[BEGIN Record excerpts]
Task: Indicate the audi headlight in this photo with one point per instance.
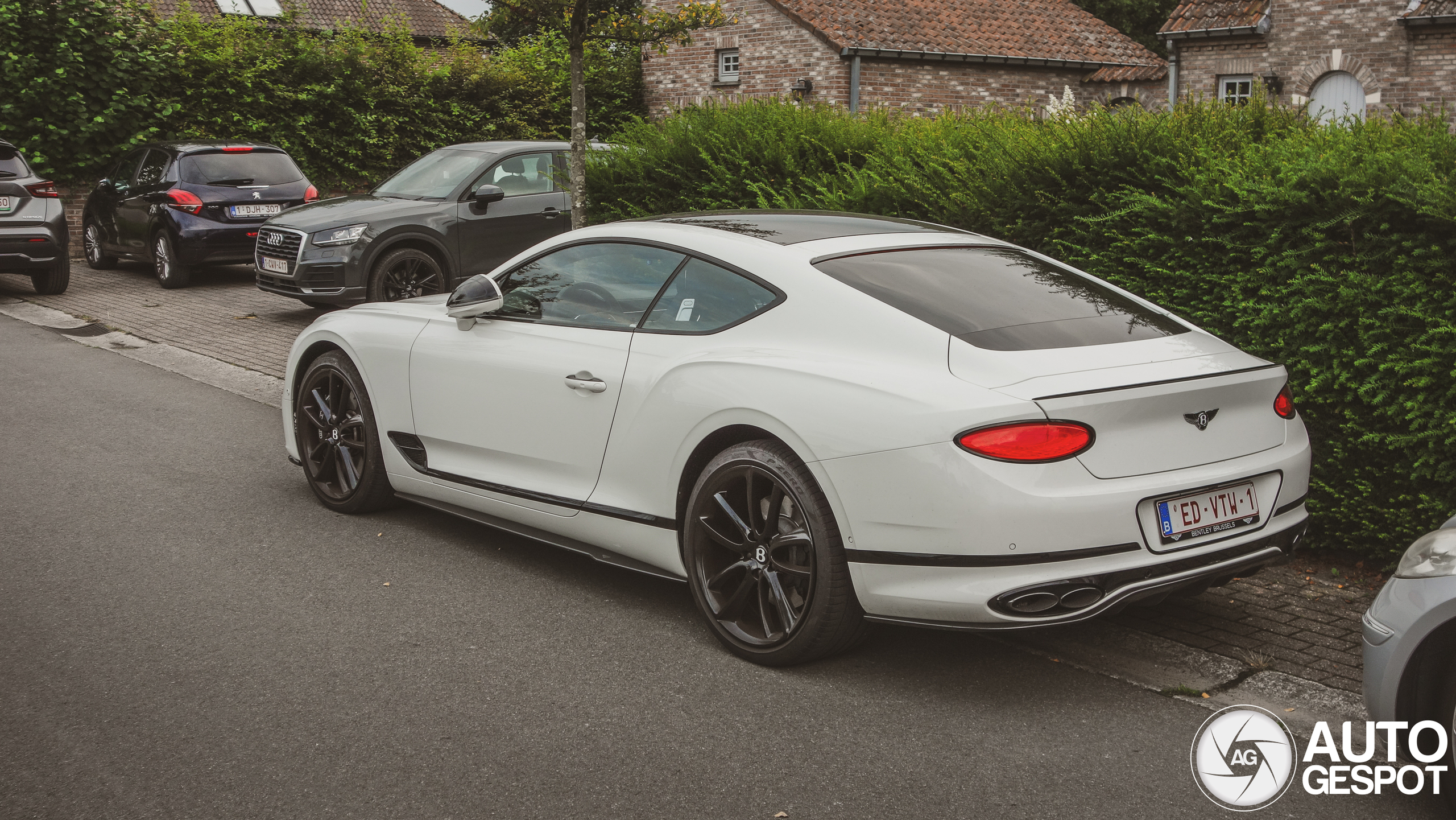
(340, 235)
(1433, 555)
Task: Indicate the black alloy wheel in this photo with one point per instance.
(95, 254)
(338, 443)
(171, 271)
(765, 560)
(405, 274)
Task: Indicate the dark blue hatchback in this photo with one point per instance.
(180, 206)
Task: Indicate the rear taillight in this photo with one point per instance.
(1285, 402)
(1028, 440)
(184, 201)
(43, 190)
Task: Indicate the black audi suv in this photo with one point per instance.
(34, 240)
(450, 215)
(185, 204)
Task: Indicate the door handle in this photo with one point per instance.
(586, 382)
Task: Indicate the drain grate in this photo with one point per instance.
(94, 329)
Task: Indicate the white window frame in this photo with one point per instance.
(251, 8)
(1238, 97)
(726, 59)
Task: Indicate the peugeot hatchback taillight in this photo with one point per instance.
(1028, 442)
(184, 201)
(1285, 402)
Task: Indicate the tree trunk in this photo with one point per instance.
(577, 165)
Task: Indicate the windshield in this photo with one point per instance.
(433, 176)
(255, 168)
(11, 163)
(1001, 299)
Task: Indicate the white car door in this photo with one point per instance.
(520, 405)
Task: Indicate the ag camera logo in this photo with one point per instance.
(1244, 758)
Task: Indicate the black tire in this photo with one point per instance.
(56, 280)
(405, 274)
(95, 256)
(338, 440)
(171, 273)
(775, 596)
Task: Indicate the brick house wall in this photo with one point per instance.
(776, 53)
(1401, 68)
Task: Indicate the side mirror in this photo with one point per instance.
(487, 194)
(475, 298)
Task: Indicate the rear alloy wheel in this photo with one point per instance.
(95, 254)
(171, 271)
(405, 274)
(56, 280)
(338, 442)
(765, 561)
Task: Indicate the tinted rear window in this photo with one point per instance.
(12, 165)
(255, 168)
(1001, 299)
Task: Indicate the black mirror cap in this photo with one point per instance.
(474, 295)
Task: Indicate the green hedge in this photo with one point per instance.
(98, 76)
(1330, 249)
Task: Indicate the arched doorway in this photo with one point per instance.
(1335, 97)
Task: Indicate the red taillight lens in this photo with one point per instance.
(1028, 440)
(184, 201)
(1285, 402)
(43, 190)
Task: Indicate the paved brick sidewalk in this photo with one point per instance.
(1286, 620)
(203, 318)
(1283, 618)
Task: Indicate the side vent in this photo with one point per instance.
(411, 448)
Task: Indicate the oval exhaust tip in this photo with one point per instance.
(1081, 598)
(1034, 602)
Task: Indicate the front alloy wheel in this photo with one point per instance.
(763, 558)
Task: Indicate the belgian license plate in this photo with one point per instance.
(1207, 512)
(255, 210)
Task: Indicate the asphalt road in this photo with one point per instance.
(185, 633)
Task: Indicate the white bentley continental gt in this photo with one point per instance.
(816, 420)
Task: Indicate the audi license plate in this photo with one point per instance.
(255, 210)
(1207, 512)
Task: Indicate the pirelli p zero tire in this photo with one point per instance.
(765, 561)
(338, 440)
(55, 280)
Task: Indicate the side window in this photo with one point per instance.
[END Record excerpts]
> _Exercise directions_
Update the listing above by changing every "with one point per instance" to "with a single point for each instance", keeping all other text unchanged. Omit the pictures from your answer.

> _The completed task_
Task: Indicate the audi headlight in this photo with a single point for each instance.
(340, 235)
(1433, 555)
Task: Indicate the black alloy wheel in this photo with a single point for each instance.
(95, 254)
(338, 443)
(171, 271)
(765, 560)
(405, 274)
Task: Indicate the dark blue hatchback in this photo with a single point for each instance.
(180, 206)
Task: Indicate the rear taillight in this photo with a single point for each instance.
(1285, 402)
(1028, 440)
(184, 201)
(43, 190)
Task: Indicate the black audi suv in this photo with a single point for each instance.
(34, 240)
(450, 215)
(185, 204)
Task: Indicate the door handle in this photo with a single point for each instance.
(586, 382)
Task: Indicate the drain grate in this photo with a single point for each instance.
(94, 329)
Task: Indicate the white window frame in this photo with a single point for each instance.
(251, 8)
(1238, 97)
(726, 59)
Task: Indicate the peugeot hatchback taillight in this photo with a single point for each instance.
(1028, 442)
(184, 201)
(1285, 402)
Task: Indicate the tree trunk in this photo with a single point for each instance.
(577, 165)
Task: Indicate the windshield in this photo with a single point for each instance.
(433, 176)
(255, 168)
(11, 163)
(1001, 299)
Task: Indicate the white car door in this photo with a single point for each instance.
(520, 405)
Task: Indicate the ag camera logo in this photo with a single point for each instance.
(1244, 758)
Task: Indicate the black tire in this photo with a single point for each instance.
(56, 280)
(405, 274)
(95, 256)
(338, 440)
(171, 273)
(775, 596)
Task: Indicate the brick house wall in this photo with a single point for each instance.
(776, 53)
(1401, 68)
Task: Indicate the side mirror in this photo with a single point for each instance.
(487, 194)
(475, 298)
Task: Indicate the rear alloy wheel in this photo with a single point for each instance.
(95, 254)
(171, 271)
(405, 274)
(56, 280)
(338, 442)
(765, 561)
Task: Indicate the tinted rear window in this photo with a single point for each instance.
(12, 165)
(255, 168)
(1001, 299)
Task: Indicate the black mirror cap in this photo with a single point for each instance.
(474, 295)
Task: Indicate the green hedge in this photo with a single point for each instance.
(98, 76)
(1330, 249)
Task: Indicate the arched doorway in this photo with a single point for each instance.
(1335, 97)
Task: Indicate the red taillight lens in this photo with a single point for each instance.
(1028, 440)
(184, 201)
(1285, 402)
(43, 190)
Task: Indicate the paved brick sidewalk in this photo with a single point for each instance.
(1286, 620)
(203, 318)
(1283, 618)
Task: Indicate the side vent in this photo with a single point for each instance.
(411, 448)
Task: Indicate the oval exhaust tip in this photo with a single point for each instance.
(1081, 598)
(1034, 602)
Task: Indicate the front alloy wheel in this photo with a single point for each instance.
(763, 558)
Task: Indicate the belgian license plate in this photo with a single point for each instance.
(1207, 512)
(255, 210)
Task: Indicate the asphalt road in this photo with a single point for each instance.
(185, 633)
Task: Indicate the white bentley continental gt in this photo with a single point for each instance.
(816, 420)
Task: Indicate the audi license plate in this photo with a single point for each instance.
(255, 210)
(1207, 512)
Task: Indicate the pirelli p zero tire in this photo with a single point for each instance.
(765, 561)
(338, 440)
(55, 280)
Task: Indicate the side window in this photo with a single point for each instance.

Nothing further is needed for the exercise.